*Goal of the exercise*:
Copy the article about Georgette Robinson from "When the whistle" to "a mile away.", and switch "crew chief" to "head official" everywhere in that part.
[Opening Given passage section]
By: Erika Fernandez | WCTV Eyewitness News
September 28, 2017
TALLAHASSEE, Fla. (WCTV) -- Just two years ago, Sarah Thomas changed the history of sports as we know it when she became the NFL's first female official. She’s helped pave the way for women in a job that's been dominated by men for decades, even for one woman right here in the Big Bend whose goals once seemed unattainable.
When the whistle blows, the whole game stops and the whole stadium turns to the one in the white hat.
"It’s not the person in the uniform, it's the uniform that makes you the official, knowing what you're doing," said Georgette Robinson, a crew chief with the Big Bend Football Official Association.
But when this official makes a call, she's turning heads for a much different reason. Georgette Robinson knows the game of football like the back of her hand.
"I used to go to every state clinic every two years just to learn, I’ve been trained by some NFL officials, college officials," Robinson said.
Standing five feet tall, Georgette is the crew chief. On the field, you can spot her from a mile away.
"When I first came out here and I was by myself, just the attitude of them walking out on the field and being a referee, they kind of smirked and laughed,” Georgette continued. “You've got coaches on the sideline telling you, 'you belong in the kitchen.' 'No, I’m sorry. Say it again and you'll get a flag.’”
Life on the field is different now. In the past, she dealt with criticism from coaches, players and even her colleagues.
"I actually had the referee go up to both of the team members and tell them to take me out of the game. He did not want me walking off that field," Robinson said. "I said, go ahead. Do what you want. I did get hit a few times but I still walked off the field so he didn't win."
[Closing Given passage section]
[Opening Records supplied section]
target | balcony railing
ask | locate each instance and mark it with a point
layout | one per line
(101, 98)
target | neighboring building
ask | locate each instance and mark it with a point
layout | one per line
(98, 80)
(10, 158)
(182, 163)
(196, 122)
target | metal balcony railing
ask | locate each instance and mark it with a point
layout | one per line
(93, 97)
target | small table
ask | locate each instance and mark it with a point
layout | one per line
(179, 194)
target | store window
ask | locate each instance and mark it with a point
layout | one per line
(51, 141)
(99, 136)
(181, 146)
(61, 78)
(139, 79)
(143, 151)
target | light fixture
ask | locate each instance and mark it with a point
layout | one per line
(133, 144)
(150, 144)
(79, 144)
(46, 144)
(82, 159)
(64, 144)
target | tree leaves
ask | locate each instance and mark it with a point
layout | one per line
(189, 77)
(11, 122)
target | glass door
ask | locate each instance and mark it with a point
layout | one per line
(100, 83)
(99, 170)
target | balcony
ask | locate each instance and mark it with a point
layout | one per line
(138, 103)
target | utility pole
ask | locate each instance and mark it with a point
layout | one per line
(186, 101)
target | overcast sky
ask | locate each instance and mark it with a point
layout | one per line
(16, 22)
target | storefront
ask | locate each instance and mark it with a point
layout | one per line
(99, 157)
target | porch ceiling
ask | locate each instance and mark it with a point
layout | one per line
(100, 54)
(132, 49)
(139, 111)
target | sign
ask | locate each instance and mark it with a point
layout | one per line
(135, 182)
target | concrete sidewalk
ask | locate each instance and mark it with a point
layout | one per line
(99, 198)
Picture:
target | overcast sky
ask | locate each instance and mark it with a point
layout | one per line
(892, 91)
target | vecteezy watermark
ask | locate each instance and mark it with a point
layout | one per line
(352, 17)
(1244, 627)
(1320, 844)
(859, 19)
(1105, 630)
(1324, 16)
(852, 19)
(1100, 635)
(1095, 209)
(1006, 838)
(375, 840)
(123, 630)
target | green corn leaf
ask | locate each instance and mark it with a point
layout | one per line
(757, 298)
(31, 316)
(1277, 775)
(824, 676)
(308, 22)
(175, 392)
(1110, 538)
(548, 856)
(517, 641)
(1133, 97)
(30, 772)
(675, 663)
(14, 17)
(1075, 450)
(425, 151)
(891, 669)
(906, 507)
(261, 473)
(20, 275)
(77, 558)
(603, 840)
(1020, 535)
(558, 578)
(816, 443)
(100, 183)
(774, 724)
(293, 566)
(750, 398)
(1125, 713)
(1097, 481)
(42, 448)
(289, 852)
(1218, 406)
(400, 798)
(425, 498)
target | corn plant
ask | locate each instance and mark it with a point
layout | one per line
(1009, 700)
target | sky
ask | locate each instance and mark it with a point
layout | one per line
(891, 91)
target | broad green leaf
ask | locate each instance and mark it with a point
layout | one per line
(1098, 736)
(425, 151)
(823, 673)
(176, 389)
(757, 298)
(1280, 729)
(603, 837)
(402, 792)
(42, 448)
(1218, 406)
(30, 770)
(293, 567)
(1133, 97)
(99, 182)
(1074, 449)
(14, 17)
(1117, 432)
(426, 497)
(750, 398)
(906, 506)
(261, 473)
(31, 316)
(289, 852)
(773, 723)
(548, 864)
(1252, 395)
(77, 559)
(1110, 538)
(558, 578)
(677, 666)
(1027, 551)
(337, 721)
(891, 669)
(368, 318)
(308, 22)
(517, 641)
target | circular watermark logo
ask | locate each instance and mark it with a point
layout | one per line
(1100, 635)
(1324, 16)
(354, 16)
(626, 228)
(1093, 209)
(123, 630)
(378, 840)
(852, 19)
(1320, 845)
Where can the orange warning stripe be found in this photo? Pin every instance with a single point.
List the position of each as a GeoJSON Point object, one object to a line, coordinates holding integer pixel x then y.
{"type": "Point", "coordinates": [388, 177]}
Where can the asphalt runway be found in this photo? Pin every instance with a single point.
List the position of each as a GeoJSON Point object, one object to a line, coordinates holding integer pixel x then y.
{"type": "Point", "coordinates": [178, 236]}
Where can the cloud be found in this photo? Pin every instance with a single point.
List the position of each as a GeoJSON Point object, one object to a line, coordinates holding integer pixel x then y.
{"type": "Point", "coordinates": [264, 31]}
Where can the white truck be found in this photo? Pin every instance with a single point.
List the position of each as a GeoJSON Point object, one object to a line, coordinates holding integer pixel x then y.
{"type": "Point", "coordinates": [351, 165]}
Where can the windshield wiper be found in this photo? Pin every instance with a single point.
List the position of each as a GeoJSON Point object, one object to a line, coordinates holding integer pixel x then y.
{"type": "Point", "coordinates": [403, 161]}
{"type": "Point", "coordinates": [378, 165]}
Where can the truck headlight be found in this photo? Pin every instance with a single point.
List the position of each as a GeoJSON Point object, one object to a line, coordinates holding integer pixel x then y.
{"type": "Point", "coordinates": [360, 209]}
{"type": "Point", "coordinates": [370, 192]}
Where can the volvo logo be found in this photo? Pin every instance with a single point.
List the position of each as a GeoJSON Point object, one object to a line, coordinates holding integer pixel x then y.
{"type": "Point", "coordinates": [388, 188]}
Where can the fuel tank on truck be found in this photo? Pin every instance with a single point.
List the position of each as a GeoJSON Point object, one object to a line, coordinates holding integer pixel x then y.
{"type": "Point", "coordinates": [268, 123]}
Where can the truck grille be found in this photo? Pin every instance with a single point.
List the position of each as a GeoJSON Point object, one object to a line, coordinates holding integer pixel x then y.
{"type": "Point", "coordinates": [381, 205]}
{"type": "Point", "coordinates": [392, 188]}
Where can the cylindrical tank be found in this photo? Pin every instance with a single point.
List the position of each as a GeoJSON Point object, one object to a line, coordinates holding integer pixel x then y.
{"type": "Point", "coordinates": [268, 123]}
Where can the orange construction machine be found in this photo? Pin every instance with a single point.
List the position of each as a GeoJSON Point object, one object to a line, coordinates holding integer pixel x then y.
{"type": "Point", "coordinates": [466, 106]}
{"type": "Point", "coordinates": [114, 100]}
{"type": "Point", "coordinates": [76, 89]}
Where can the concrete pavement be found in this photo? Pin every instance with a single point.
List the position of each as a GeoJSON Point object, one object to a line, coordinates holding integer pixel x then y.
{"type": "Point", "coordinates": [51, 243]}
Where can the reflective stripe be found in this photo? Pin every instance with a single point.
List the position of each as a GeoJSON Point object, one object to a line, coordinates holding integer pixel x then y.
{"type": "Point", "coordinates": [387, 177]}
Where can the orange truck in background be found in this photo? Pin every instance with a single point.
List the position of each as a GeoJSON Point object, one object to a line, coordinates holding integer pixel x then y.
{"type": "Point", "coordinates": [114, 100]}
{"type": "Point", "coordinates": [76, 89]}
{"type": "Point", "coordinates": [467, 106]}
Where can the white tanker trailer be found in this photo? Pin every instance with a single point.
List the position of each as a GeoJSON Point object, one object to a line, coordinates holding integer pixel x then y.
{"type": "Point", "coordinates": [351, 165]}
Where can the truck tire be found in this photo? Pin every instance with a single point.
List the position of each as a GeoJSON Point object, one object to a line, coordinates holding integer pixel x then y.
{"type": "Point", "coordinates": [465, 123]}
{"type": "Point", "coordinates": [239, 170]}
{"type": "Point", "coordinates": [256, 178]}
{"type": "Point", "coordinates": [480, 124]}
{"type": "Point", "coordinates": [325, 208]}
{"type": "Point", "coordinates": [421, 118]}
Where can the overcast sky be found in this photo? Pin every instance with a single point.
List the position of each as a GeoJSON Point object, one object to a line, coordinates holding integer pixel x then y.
[Closing Records supplied section]
*Reply to the task*:
When the whistle blows, the whole game stops and the whole stadium turns to the one in the white hat.
"It’s not the person in the uniform, it's the uniform that makes you the official, knowing what you're doing," said Georgette Robinson, a head official with the Big Bend Football Official Association.
But when this official makes a call, she's turning heads for a much different reason. Georgette Robinson knows the game of football like the back of her hand.
"I used to go to every state clinic every two years just to learn, I’ve been trained by some NFL officials, college officials," Robinson said.
Standing five feet tall, Georgette is the head official. On the field, you can spot her from a mile away.